EXERCISE REQUIREMENTS.
1. Condense the paragraph of the blog post that begins "Victor has always been a poster child" into a shorter version that keeps its main facts.
2. In the blog post, what did the most recent doctor visit produce instead of hospitalization?
3. Reproduce the stretch of the blog post from "All I know is" through "Lighter step hope.".

EXTRACT.
# # # # #
Sunday, May 20, 2007

Hope in an amber bottle

Victor has always been a poster child for the pharmaceutical companies. He's what doctors call "compliant." He takes his meds every day, at the appointed time (sometimes it's a bit ridiculous to stop everything so he can pop his 7 pm vitamin), he never misses a dose and on Sunday nights he faithfully refills his weekly pill dispenser.

It's a many-hued assortment - a virtual rainbow of chemicals that work this way and that (but not at cross purposes!) to keep him humming along. With the heart ailment, a new array of colors, sizes and doses were added. It's a handful. More medication than I would care to take. I avoid pills like the plague.

But it's not my life that has been prolonged for years by inhalable antibiotics and their ilk. And now, Victor's life may again be revived by a stiff cocktail of pills that look pretty much like TicTacs. They work differently, though. Quite differently.

The most recent doctor visit, a sure bet for hospitalization and heart monitors, yielded instead a 90-day trial of stronger drugs. After all the drama, we are now in the "wait and see" pattern.
What's the prognosis? Who knows?

All I know is that Victor's question never would have crossed my mind. Not while we were sitting in the cardiac intervention unit, not later at home. But Victor piped up instantly: "Does this mean there's a chance the condition is reversible?" I thought he had lost touch with reality, that the cardiologist would pooh-pooh him and pat his shoulder.

Instead, he nodded. "Yes," he said. "We've had folks on the transplant list who were able to go home without surgery." It hit me like a cold wave of froth. Hope. Amazing hope. Lighter step hope.

Reversible. What a wonderful word. There are no guarantees, of course. The future could look just as grim as it did before the appointment. I don't care. Victor believes he's feeling better. And though we have weeks and weeks before we actually find out whether he IS better, I am living life as though he IS.

Still going to keep that appointment to get the finances in order. Still going to update the wills. But that's what regular people do anyway, right? Right?
# # # # #
GIVEN ENTRIES.
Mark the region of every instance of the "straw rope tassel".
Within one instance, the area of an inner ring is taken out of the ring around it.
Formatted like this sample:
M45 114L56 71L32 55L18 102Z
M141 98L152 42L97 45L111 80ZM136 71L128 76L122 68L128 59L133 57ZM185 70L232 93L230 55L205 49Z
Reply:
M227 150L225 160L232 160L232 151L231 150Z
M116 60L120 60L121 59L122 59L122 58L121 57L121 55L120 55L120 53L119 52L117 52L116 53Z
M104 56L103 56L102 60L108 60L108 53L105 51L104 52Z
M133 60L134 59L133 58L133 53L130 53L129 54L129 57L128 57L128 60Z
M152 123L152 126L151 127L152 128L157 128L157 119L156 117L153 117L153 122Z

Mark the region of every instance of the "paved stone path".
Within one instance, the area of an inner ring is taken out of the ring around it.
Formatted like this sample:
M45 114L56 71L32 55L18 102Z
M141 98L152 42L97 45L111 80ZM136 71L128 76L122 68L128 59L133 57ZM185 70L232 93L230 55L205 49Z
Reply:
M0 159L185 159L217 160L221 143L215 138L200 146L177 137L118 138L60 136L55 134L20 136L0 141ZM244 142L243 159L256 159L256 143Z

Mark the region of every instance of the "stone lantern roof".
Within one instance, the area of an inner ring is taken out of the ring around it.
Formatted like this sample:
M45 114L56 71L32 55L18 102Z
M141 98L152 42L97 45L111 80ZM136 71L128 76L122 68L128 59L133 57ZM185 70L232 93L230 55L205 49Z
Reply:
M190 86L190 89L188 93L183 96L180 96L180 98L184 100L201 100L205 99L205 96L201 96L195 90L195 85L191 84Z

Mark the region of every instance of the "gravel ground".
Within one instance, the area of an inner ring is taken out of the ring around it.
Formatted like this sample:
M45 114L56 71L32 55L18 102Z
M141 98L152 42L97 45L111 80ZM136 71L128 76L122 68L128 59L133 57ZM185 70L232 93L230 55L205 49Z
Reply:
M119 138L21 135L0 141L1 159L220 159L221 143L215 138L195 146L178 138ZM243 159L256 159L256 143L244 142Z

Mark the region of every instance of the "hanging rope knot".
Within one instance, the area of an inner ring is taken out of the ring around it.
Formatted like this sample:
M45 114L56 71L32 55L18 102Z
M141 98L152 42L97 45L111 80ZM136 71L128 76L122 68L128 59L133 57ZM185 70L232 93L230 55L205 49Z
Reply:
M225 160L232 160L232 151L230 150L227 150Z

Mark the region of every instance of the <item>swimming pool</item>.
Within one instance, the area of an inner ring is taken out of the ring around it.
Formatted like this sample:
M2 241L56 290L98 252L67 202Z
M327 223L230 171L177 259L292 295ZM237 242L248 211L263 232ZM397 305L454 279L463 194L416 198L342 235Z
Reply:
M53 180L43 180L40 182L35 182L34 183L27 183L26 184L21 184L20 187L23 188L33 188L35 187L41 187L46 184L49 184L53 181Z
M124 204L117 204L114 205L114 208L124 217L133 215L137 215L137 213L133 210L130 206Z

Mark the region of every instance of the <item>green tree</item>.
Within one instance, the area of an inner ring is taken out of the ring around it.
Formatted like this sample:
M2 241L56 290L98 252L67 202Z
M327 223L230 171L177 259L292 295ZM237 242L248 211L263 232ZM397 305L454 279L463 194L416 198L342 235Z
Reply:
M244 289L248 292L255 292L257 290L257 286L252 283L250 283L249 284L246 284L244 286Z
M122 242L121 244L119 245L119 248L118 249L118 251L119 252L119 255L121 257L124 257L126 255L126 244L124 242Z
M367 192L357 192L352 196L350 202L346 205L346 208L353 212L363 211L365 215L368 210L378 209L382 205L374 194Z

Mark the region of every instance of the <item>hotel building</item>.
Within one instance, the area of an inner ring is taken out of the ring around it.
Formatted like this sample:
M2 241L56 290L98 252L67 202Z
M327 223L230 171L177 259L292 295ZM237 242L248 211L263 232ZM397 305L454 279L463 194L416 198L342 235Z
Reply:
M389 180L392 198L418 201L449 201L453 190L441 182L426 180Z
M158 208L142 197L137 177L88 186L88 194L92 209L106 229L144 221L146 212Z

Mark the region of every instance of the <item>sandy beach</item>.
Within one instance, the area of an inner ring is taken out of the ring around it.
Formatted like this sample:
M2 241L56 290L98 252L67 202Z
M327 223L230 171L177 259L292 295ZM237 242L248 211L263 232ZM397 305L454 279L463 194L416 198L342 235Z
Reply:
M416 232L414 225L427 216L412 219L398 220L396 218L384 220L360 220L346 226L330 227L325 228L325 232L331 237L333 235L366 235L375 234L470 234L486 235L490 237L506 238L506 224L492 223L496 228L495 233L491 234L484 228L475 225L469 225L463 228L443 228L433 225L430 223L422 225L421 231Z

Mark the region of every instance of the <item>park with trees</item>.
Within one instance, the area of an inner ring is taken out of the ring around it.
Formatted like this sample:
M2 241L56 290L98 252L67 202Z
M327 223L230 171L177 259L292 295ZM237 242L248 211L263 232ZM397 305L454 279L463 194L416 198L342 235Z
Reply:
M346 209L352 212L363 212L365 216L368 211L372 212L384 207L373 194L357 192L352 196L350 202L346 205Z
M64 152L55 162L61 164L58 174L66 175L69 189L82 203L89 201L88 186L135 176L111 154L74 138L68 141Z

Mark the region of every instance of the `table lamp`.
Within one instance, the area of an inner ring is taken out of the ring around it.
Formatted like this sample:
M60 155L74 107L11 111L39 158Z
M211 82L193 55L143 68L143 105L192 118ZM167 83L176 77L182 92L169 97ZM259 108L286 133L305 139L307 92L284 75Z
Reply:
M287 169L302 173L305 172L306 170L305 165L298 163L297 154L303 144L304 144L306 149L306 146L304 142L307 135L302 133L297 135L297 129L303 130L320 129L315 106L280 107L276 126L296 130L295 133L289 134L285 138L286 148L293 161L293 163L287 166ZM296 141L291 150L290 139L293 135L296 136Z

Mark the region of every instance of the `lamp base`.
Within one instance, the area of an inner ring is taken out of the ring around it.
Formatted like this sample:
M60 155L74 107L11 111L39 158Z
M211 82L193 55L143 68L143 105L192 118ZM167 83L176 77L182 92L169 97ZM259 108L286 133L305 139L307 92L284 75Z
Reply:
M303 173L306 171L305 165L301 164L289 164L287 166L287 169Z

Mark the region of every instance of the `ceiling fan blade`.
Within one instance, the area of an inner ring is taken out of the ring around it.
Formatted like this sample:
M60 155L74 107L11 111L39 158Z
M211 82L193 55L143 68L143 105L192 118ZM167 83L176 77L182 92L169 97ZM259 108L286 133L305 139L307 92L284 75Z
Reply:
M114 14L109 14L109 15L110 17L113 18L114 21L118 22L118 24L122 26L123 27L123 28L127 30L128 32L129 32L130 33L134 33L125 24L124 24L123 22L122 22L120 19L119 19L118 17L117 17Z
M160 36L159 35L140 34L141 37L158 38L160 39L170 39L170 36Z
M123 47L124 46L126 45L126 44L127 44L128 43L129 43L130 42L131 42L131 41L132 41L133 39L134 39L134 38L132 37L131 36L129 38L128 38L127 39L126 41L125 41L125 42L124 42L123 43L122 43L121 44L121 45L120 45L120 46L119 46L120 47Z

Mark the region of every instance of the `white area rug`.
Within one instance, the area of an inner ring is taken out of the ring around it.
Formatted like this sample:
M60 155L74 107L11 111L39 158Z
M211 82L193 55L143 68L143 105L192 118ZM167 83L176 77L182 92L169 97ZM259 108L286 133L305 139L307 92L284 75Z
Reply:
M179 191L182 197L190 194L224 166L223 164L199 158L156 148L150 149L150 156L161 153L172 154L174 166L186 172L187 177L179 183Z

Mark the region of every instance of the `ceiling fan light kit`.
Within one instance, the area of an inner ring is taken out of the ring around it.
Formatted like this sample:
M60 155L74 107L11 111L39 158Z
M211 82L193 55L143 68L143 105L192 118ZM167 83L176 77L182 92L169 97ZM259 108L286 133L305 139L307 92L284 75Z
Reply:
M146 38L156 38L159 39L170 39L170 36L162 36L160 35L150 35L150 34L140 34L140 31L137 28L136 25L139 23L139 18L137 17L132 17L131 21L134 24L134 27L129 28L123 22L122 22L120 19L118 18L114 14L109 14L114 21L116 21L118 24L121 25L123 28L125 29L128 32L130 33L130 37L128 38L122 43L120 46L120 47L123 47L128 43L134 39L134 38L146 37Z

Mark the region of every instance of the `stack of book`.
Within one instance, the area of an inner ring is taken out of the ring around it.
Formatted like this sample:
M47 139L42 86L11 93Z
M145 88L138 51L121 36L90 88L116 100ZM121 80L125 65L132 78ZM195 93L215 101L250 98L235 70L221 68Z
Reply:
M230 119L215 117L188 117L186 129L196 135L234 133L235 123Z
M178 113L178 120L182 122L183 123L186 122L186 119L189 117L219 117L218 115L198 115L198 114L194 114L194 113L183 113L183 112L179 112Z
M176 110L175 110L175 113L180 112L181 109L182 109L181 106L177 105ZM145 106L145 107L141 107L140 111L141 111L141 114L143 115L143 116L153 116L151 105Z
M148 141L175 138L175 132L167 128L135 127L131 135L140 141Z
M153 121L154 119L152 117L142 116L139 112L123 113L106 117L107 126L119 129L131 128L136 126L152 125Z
# # # # #
SOLUTION LIST.
1. Victor is a model patient, or "compliant," as doctors say. He takes his medication at the set times every day, never misses a dose, and refills his weekly pill dispenser every Sunday night.

2. A 90-day trial of stronger drugs.

3.
All I know is that Victor's question never would have crossed my mind. Not while we were sitting in the cardiac intervention unit, not later at home. But Victor piped up instantly: "Does this mean there's a chance the condition is reversible?" I thought he had lost touch with reality, that the cardiologist would pooh-pooh him and pat his shoulder.

Instead, he nodded. "Yes," he said. "We've had folks on the transplant list who were able to go home without surgery." It hit me like a cold wave of froth. Hope. Amazing hope. Lighter step hope.